▸ **Task description**:
Find each line in the entries below that contains the word "green", and copy every one of those lines.

▸ **Provided records**:
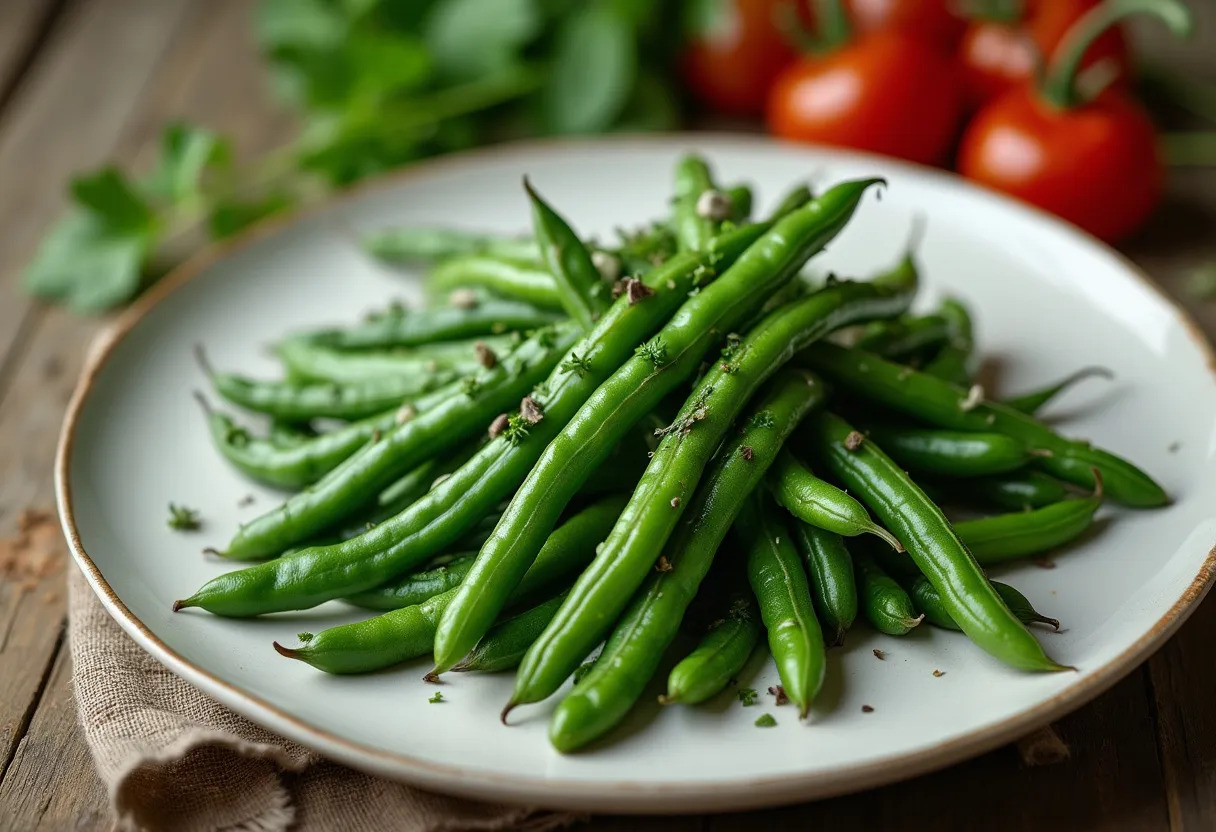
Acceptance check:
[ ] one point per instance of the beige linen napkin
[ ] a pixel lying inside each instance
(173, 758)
---
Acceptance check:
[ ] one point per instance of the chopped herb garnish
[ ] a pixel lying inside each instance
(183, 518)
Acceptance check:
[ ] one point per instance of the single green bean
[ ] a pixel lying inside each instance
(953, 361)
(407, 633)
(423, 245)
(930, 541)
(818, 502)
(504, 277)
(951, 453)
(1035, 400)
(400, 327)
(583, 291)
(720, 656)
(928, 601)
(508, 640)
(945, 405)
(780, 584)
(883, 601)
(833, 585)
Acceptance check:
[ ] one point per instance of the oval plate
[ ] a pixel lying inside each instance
--
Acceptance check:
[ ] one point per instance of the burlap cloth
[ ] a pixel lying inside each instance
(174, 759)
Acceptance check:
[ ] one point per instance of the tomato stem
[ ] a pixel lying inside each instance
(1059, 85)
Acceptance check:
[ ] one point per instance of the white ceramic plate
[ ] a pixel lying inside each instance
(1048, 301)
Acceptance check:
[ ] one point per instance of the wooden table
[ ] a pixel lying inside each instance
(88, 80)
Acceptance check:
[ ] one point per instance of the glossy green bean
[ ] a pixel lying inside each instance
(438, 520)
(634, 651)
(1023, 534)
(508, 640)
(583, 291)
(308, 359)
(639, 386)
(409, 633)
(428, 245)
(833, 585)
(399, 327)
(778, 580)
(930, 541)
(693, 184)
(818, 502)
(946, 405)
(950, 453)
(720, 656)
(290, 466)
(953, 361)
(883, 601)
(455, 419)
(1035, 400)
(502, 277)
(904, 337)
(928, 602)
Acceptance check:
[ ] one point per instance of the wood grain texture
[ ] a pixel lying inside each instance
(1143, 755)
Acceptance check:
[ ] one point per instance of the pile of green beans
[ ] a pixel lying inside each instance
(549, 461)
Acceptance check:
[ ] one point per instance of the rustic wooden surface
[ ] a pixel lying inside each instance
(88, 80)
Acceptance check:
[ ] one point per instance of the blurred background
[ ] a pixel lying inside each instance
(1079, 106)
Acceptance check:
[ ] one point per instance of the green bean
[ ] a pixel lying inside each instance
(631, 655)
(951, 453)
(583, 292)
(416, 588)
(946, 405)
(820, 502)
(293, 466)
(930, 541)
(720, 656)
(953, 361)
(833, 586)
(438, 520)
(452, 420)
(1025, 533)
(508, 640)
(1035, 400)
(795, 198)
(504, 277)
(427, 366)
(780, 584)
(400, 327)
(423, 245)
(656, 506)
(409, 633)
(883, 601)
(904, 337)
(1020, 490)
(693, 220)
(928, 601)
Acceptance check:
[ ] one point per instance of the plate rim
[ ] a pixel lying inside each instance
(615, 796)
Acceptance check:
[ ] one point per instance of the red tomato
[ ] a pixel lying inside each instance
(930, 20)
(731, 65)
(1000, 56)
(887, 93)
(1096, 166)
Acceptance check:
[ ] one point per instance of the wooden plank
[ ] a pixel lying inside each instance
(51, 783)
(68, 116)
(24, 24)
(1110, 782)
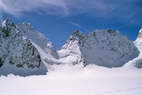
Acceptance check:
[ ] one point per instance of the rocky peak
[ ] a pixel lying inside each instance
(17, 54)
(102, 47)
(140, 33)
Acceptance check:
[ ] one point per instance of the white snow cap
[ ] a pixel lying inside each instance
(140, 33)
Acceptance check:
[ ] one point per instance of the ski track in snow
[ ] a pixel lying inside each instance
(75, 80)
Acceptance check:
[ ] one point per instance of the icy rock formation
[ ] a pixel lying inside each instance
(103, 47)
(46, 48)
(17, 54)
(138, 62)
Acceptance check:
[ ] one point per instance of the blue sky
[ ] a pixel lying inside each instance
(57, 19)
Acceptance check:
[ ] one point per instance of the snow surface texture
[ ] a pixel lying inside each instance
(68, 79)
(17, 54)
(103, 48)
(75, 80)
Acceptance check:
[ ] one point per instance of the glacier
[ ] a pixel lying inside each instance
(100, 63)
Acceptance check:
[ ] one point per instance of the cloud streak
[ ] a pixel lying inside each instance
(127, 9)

▸ **The answer**:
[ ] one point per instance of the single green bean
[ ] one point per instance of the glossy green bean
[ ] one point per instance of the pile of green beans
[ ] one point per instance of the green bean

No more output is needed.